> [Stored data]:
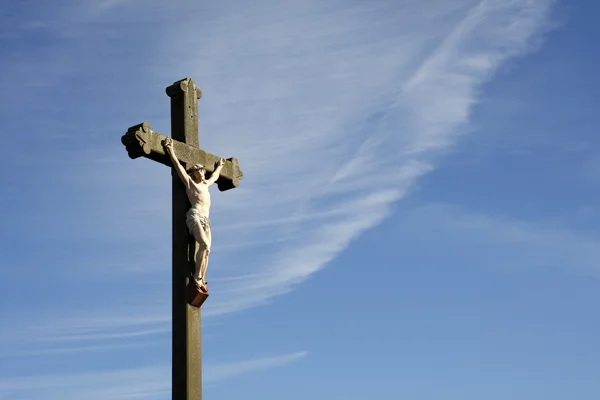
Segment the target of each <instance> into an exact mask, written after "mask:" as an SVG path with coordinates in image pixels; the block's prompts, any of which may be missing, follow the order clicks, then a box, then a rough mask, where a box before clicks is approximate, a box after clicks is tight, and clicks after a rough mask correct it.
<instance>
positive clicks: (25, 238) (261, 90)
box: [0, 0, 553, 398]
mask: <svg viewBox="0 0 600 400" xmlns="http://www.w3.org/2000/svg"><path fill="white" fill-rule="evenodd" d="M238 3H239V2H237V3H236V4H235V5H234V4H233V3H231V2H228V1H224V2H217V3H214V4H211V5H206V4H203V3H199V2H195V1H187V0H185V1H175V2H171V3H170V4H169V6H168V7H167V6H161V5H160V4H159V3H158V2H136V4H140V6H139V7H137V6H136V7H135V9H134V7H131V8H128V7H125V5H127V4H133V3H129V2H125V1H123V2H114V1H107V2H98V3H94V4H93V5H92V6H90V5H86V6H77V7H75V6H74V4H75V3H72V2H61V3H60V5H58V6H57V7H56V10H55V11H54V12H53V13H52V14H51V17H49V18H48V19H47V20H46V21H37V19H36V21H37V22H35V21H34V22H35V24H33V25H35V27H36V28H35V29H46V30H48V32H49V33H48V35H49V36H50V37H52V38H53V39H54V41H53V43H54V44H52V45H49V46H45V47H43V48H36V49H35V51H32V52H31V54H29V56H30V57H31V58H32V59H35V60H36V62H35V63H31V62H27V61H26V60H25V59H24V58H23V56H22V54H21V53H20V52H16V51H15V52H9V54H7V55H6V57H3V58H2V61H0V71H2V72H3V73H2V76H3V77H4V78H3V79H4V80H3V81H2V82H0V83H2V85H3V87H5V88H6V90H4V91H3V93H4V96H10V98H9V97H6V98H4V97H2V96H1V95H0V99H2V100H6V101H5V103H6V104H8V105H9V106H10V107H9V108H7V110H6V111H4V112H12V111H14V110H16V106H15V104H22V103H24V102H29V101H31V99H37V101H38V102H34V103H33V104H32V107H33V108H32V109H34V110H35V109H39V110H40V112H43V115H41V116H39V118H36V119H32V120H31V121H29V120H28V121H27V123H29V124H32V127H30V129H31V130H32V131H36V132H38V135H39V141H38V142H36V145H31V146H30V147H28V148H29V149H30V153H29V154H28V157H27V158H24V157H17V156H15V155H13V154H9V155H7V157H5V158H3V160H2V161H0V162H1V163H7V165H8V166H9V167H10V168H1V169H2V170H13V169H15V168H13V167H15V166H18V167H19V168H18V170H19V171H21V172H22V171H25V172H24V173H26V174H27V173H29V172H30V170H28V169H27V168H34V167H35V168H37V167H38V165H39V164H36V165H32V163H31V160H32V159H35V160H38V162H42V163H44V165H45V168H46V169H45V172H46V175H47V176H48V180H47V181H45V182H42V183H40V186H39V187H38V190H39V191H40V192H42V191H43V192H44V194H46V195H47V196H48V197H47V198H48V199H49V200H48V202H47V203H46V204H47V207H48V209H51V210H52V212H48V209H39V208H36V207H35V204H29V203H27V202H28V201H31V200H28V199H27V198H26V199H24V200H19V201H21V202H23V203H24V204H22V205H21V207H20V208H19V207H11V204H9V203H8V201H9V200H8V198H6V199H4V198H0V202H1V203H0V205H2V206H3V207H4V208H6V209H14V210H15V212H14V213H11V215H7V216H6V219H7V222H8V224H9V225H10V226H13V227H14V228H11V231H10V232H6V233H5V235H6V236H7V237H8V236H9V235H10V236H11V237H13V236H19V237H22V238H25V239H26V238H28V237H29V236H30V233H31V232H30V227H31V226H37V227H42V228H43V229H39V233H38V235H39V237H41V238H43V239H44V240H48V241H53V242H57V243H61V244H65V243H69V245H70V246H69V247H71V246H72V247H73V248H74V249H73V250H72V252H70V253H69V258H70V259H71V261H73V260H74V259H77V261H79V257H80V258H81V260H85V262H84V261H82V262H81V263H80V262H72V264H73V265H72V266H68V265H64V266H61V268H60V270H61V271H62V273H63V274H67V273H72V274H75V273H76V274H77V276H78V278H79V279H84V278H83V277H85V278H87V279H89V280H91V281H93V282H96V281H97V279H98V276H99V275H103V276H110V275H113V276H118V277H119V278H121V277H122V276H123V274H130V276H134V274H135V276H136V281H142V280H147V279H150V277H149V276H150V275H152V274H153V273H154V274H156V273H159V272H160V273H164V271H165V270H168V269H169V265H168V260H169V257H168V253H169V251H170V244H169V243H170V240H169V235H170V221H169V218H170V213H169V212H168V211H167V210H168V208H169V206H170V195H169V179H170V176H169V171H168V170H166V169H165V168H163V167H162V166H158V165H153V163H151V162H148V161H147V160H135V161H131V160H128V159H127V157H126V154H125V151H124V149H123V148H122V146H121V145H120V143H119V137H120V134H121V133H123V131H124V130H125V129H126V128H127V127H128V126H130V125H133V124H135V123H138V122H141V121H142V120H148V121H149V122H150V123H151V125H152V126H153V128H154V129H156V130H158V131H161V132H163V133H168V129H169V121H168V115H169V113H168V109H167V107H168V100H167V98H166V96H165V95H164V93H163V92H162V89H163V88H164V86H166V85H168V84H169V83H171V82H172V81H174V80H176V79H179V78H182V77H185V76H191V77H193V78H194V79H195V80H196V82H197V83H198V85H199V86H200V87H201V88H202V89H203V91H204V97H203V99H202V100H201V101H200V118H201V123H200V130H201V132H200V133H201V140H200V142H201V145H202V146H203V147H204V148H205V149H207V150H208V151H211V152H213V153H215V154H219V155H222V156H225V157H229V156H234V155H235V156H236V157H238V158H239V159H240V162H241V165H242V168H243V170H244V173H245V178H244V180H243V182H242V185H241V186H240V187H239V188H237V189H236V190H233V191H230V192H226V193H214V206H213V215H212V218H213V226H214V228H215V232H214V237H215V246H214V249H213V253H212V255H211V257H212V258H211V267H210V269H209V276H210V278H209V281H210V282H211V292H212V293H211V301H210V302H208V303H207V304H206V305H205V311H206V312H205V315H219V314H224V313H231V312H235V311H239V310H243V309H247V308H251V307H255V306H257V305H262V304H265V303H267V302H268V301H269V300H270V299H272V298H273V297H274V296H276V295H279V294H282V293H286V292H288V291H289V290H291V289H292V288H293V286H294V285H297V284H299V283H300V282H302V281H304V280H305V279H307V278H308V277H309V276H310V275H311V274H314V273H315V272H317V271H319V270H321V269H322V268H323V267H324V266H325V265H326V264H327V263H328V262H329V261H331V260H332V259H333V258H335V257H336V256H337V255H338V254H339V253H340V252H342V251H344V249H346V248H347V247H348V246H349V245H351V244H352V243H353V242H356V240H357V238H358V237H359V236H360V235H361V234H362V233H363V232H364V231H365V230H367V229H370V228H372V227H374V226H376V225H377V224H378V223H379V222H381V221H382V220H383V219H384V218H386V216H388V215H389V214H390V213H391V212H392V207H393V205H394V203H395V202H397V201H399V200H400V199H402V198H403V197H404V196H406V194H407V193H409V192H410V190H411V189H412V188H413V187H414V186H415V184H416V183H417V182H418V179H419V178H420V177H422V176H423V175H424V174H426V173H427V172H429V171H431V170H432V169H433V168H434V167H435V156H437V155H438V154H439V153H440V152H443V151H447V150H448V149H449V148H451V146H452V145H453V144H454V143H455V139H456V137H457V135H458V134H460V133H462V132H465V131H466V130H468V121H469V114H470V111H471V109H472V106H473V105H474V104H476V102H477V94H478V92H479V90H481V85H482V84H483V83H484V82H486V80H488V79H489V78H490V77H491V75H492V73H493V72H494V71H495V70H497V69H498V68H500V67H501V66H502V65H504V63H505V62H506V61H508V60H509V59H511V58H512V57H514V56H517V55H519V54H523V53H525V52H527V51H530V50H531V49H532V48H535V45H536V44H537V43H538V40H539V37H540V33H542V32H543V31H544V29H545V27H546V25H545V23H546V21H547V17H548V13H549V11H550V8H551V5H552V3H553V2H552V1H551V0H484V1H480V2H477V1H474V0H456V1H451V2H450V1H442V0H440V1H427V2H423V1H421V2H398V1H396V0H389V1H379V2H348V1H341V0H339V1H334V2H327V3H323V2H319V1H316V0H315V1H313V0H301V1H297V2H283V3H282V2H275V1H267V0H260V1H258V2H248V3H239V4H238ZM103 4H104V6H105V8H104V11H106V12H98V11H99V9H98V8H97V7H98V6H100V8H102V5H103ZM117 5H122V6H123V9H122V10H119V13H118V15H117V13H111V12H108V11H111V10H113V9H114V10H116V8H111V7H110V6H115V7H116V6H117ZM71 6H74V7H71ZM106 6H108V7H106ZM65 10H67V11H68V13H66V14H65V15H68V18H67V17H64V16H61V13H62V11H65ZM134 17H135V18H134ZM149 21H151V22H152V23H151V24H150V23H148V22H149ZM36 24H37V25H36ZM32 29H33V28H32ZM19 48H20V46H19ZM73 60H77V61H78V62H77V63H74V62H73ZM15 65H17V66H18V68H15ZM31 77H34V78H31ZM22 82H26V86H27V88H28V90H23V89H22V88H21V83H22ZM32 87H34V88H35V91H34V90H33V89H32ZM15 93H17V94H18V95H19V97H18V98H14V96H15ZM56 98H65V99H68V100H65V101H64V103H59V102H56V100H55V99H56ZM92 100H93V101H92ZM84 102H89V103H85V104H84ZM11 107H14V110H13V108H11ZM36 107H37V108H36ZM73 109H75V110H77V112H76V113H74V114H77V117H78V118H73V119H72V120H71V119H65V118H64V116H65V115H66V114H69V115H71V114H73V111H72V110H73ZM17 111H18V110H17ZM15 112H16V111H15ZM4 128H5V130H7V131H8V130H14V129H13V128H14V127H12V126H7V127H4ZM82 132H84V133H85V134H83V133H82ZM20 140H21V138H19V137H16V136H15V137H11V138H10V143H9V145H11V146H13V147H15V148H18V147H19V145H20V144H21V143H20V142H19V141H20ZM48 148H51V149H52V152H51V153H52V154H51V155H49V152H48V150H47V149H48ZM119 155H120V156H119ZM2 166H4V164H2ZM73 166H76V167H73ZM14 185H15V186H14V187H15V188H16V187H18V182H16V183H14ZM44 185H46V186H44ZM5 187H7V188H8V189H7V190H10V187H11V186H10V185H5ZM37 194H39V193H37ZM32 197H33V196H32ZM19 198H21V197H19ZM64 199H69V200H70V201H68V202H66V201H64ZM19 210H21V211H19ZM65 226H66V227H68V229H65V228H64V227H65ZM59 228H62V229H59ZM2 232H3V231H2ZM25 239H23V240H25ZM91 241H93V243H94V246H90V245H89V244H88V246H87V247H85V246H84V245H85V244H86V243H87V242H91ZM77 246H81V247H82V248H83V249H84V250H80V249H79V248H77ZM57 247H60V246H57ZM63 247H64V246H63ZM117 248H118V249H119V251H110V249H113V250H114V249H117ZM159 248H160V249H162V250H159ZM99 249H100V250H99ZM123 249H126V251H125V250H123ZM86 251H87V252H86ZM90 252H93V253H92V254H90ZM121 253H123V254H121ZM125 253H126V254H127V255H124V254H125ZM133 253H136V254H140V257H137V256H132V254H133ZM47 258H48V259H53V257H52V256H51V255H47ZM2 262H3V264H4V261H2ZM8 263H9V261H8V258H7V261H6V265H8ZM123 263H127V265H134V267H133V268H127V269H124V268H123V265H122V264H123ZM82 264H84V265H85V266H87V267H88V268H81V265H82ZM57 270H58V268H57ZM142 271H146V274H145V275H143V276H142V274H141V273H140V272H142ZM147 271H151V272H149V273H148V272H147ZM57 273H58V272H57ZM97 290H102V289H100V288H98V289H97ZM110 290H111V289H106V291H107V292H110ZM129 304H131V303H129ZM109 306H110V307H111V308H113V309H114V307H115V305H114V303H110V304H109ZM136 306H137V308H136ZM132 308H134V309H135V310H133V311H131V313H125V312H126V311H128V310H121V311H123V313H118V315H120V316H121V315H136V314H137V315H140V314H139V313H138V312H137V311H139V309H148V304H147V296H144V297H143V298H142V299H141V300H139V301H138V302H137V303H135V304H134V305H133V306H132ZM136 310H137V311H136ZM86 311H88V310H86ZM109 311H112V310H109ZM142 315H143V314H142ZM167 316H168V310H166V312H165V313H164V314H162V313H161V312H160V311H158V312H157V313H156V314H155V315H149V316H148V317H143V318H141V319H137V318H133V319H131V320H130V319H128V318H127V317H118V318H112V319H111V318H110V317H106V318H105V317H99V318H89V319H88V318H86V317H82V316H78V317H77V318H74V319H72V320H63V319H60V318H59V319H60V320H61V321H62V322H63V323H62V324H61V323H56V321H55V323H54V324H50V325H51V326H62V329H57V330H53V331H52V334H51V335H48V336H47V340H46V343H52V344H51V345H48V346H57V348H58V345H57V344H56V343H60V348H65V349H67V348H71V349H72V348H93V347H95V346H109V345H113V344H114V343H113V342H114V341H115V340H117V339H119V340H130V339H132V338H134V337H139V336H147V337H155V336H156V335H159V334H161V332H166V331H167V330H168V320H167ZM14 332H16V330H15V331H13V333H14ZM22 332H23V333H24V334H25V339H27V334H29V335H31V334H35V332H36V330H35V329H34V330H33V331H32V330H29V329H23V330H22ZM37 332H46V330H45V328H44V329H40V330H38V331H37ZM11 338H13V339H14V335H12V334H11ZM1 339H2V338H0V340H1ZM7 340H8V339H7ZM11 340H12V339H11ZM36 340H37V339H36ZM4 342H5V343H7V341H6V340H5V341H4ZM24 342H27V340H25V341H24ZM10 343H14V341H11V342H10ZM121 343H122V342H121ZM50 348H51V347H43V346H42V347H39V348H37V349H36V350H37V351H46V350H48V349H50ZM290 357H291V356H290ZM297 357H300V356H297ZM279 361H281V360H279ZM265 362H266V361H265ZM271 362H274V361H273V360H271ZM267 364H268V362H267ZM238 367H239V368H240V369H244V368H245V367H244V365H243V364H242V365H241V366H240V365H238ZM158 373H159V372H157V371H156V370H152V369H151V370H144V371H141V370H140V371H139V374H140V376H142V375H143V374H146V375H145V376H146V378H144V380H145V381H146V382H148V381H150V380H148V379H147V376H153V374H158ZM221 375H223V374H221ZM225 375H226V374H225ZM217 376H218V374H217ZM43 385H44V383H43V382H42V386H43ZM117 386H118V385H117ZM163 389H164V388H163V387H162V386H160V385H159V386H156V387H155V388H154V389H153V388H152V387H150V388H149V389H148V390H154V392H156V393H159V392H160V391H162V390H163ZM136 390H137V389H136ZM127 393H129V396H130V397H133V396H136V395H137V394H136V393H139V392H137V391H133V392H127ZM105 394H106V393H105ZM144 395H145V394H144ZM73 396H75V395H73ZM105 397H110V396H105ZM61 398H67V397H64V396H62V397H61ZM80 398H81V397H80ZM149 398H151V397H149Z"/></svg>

> [YOUR INSTRUCTIONS]:
Give the lines again word for word, from the start of the records to the line holding "positive clicks: (25, 238) (261, 90)", both included, and leave out any picture.

> [RESPONSE FOR THIS EXERCISE]:
Segment the target of each <instance> into an exact mask, written after "mask:" as an SVG path with coordinates in image pixels; the block's prompts, any of which may be missing, follow the order clicks, then a box, then a rough mask, where a box before clicks is approximate, a box after clicks is tight, and clicks after a rough mask correct it.
<instance>
positive clicks: (25, 238) (261, 90)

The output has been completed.